## Exercise inputs
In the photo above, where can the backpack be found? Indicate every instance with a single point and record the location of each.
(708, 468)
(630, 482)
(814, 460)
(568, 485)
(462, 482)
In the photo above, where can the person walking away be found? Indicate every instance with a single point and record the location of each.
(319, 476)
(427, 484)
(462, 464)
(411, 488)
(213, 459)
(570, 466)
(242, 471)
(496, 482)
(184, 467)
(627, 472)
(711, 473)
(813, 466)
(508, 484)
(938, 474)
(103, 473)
* * *
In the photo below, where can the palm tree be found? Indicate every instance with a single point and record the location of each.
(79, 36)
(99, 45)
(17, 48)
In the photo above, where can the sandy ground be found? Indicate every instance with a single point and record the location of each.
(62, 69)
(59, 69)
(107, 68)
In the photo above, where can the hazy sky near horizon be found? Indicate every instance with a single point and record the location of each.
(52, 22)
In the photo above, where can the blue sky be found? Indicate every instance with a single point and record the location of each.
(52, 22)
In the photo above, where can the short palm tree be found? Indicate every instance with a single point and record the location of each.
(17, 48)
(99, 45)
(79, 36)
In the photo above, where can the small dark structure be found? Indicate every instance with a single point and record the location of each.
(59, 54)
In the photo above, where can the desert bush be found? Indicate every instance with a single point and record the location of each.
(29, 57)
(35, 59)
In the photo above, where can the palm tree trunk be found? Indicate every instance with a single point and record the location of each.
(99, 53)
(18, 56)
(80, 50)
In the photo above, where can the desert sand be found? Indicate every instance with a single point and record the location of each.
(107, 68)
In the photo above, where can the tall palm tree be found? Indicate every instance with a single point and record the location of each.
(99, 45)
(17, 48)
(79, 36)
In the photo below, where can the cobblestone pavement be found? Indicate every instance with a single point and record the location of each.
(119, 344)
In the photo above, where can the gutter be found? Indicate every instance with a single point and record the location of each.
==
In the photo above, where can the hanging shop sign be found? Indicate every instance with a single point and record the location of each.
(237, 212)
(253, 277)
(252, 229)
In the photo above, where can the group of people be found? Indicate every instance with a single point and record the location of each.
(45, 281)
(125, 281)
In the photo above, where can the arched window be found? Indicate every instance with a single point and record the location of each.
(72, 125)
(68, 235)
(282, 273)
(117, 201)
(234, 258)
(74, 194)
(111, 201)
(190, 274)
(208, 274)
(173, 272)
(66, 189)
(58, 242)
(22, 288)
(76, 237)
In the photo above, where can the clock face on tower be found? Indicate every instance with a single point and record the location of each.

## What you have to do
Would you copy out exactly the lines above that start at the one containing "In the photo below, where can the cobblestone" and end at the one containing "In the photo above, where can the gutter", inclusive?

## Answer section
In the photo below, where can the cobblestone pavement be found? Indicate every instance with a single point and record the location of each.
(119, 344)
In the photo above, where can the gutter be found? Indicate every instance with a single point and record the location of each.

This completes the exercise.